## What this task involves
Count the lines in the material below that contain the string "brown", with case mattering, and give only the number.

## Exercise data
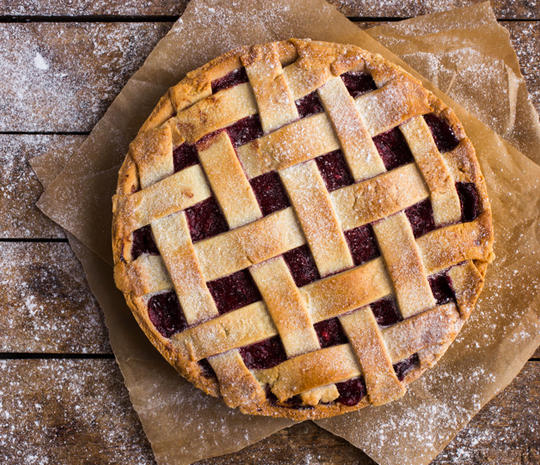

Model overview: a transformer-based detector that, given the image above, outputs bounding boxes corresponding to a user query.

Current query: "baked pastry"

[113,39,493,420]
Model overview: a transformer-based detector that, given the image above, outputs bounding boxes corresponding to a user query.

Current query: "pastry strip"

[279,161,354,276]
[171,302,277,362]
[152,212,218,325]
[330,163,429,231]
[300,258,392,323]
[129,124,174,189]
[355,77,431,137]
[254,344,360,402]
[170,83,258,144]
[249,257,339,405]
[199,131,262,229]
[317,77,386,181]
[236,113,339,179]
[417,212,492,275]
[241,43,299,134]
[195,208,306,281]
[382,303,460,363]
[339,306,406,405]
[400,116,461,226]
[249,257,320,357]
[113,165,212,234]
[373,213,436,318]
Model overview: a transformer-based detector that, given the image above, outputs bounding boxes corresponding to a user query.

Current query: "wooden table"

[0,0,540,465]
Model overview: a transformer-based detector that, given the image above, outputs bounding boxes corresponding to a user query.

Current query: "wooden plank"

[0,242,111,352]
[0,360,540,465]
[0,0,540,19]
[0,360,155,465]
[0,23,171,132]
[0,134,84,239]
[0,22,540,132]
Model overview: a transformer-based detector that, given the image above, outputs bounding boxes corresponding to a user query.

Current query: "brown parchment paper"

[32,0,540,464]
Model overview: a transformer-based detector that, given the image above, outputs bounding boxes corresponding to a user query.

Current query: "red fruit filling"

[370,297,403,326]
[424,113,459,153]
[315,150,354,192]
[225,115,263,147]
[313,318,349,349]
[295,91,324,118]
[456,182,480,223]
[184,197,229,242]
[336,378,367,407]
[206,270,262,314]
[148,291,188,337]
[344,224,381,266]
[212,68,249,94]
[373,128,414,171]
[393,354,420,381]
[240,336,287,370]
[250,171,291,216]
[405,199,437,238]
[341,72,377,98]
[173,143,199,173]
[283,245,321,287]
[131,225,159,260]
[428,273,456,305]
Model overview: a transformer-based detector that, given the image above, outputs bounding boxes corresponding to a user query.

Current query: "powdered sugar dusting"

[0,243,110,353]
[0,360,155,465]
[0,23,169,132]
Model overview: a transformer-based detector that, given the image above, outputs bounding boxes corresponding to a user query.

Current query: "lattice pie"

[113,40,493,420]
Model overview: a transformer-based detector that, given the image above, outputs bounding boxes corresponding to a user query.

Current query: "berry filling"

[225,115,263,147]
[184,197,229,242]
[313,318,349,349]
[344,224,381,266]
[370,297,403,326]
[240,336,287,370]
[173,143,199,173]
[424,113,459,153]
[405,199,437,238]
[295,91,324,118]
[212,68,249,94]
[341,72,377,98]
[393,354,420,381]
[373,128,414,171]
[250,171,291,216]
[315,150,354,192]
[456,182,480,223]
[148,291,188,337]
[131,225,159,260]
[199,359,217,378]
[283,244,321,287]
[336,378,367,407]
[428,273,456,305]
[206,270,262,314]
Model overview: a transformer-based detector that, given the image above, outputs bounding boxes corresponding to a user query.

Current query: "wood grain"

[0,360,540,465]
[0,22,540,132]
[0,242,111,352]
[0,0,540,19]
[0,134,84,239]
[0,23,171,132]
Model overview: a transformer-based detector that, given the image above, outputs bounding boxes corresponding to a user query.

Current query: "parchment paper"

[32,0,540,465]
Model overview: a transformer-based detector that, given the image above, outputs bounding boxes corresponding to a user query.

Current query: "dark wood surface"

[0,0,540,465]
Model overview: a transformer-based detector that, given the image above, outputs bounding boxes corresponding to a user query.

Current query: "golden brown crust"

[113,39,493,420]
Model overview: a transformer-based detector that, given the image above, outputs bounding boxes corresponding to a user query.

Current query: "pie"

[113,39,493,420]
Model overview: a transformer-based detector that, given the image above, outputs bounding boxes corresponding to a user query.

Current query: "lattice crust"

## Exercise result
2